Copy out all of the records below, swapping each occurrence of "Annotate" for "Mark" and leaving every other character as it stands.

# Given data
════════
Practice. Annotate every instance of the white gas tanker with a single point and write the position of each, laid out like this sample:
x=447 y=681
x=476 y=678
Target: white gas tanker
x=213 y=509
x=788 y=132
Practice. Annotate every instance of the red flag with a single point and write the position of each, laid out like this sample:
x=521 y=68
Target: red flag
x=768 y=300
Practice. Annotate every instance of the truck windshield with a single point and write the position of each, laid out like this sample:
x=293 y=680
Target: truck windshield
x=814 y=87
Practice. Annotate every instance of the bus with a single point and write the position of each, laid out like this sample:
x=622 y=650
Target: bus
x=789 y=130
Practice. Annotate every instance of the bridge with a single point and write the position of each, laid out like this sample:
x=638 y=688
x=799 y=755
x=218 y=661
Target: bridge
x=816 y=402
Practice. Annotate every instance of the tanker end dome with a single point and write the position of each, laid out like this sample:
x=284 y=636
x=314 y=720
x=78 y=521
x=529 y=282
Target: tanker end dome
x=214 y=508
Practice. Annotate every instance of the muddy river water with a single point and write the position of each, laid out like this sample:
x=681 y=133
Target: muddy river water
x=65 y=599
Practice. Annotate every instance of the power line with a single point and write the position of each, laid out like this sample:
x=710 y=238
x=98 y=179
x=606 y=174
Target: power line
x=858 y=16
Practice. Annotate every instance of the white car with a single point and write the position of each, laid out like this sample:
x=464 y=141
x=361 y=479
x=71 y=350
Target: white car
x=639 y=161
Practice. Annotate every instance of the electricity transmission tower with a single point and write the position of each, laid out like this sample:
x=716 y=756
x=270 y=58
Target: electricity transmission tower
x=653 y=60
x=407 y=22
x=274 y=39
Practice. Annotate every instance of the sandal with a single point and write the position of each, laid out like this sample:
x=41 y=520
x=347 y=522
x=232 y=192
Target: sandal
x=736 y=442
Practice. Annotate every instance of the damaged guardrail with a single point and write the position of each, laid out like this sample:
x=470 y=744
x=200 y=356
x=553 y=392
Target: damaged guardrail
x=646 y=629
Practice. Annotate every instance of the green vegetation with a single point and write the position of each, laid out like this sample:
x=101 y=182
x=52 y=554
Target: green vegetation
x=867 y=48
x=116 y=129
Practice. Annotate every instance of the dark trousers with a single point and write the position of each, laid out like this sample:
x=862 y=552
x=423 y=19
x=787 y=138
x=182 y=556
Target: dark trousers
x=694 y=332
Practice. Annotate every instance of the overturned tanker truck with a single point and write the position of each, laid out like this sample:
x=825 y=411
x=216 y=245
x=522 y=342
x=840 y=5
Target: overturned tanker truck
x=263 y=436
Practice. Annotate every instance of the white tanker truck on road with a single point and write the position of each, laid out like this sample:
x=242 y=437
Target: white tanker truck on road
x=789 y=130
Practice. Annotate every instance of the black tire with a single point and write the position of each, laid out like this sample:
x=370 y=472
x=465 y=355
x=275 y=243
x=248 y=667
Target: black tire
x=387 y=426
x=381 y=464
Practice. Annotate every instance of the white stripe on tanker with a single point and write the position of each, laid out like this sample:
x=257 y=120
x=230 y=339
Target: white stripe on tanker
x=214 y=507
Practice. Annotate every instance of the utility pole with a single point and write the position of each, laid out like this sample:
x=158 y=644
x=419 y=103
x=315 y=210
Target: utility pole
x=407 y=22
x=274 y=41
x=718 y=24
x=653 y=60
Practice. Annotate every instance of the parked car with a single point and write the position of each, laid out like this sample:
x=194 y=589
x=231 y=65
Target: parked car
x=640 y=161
════════
# Expected output
Practice. Mark every instance of the white gas tanker with a single point and write the position of each, laid out like this sample:
x=447 y=681
x=476 y=678
Target: white gas tanker
x=213 y=509
x=788 y=132
Practice. Mark every instance of the red flag with a single point and write the position of each, laid out like this sample:
x=521 y=68
Target: red flag
x=768 y=300
Practice. Mark every instance of the truck windshield with a single point and write the position of each, laid out like this sample:
x=293 y=680
Target: truck windshield
x=814 y=87
Practice. Mark every instance of the bus with a single point and write the position of each, laid out like this sample:
x=622 y=650
Target: bus
x=789 y=130
Practice. Mark every instance of the bridge with a single point and write the position of each, laid out like this sample:
x=638 y=688
x=799 y=755
x=218 y=661
Target: bridge
x=816 y=402
Practice. Mark every instance of the tanker end dome with a single point and write the position of each, laid out like this sample:
x=284 y=636
x=314 y=720
x=78 y=521
x=529 y=282
Target: tanker end dome
x=214 y=508
Practice. Mark every instance of the muddy river water with a single point and write the position of each, laid out like this sample:
x=681 y=133
Target: muddy river water
x=65 y=599
Practice. Mark every instance of the power line with a single point and write the position of each, laid out like this sample:
x=710 y=238
x=98 y=179
x=606 y=174
Target: power line
x=858 y=16
Practice. Mark every instance of the white car with a single point and write the position of each, laid out like this sample:
x=464 y=141
x=361 y=479
x=71 y=350
Target: white car
x=639 y=161
Practice. Mark every instance of the electricity transmission tower with a single point and write the position of each, laid out like this sample:
x=716 y=756
x=270 y=58
Target: electricity transmission tower
x=653 y=60
x=407 y=22
x=274 y=39
Practice. Mark every instance of the sandal with a single point and write the position of each, laid out like this sample:
x=41 y=520
x=347 y=522
x=232 y=192
Target: sandal
x=736 y=442
Practice. Mark every instance of the damaged guardrail with a single point and write the position of each, laid out like this sample:
x=470 y=744
x=200 y=356
x=553 y=392
Target: damaged guardrail
x=646 y=629
Practice. Mark every instance of the green vegetation with a single point and write the position of each, laid out like this sample:
x=101 y=182
x=52 y=554
Target: green vegetation
x=867 y=48
x=116 y=129
Practice. Mark every instance of the dark trousers with a single point and write the position of each, laid out like this sample:
x=862 y=552
x=423 y=19
x=787 y=138
x=182 y=556
Target: dark trousers
x=694 y=332
Practice. Mark every instance of the overturned tanker truck with a single point and write the position of each, laid out like this sample:
x=825 y=411
x=216 y=245
x=522 y=342
x=840 y=5
Target: overturned tanker truck
x=263 y=436
Practice. Mark every instance of the white tanker truck on road with a single point and write the position of each, laid out like this sample:
x=242 y=437
Target: white tanker truck on road
x=789 y=130
Practice. Mark every instance of the black tire with a single point and write the position of each, laid out like this sample:
x=370 y=472
x=465 y=355
x=275 y=243
x=248 y=667
Target: black tire
x=387 y=426
x=381 y=464
Practice. Mark every instance of the white stripe on tanker with a single point and write the position of each, laid out like this sample:
x=257 y=120
x=230 y=339
Target: white stripe on tanker
x=214 y=507
Practice. Mark every instance of the utility pole with a single point and write the position of each, laid out like this sample:
x=158 y=644
x=419 y=103
x=315 y=210
Target: utility pole
x=407 y=22
x=274 y=41
x=718 y=24
x=653 y=60
Practice. Mark every instance of the parked car with a single point and write the position of each, laid out like this sample:
x=194 y=589
x=231 y=65
Target: parked car
x=640 y=161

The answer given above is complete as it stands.